Location identification entries
────

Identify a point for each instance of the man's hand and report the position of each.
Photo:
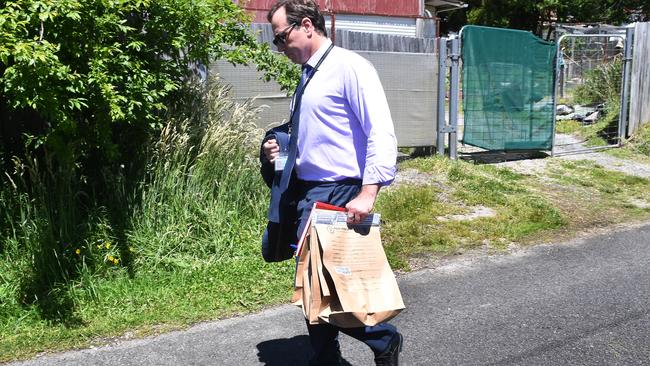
(361, 206)
(271, 150)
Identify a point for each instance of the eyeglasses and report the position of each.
(281, 38)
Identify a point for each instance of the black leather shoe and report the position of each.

────

Please rewrite the entries above with every "report the position of each" changed to "give the coordinates of each" and everything else unchanged, leaving out the pictures.

Identify a point for each instance of the man's hand and give the coordinates of each.
Photo:
(361, 206)
(271, 150)
Identify a point for each instance of the eyeglasses and give the coordinates of each.
(281, 38)
Identify a point for each instance of the black leather shoe and give the coordinates of each.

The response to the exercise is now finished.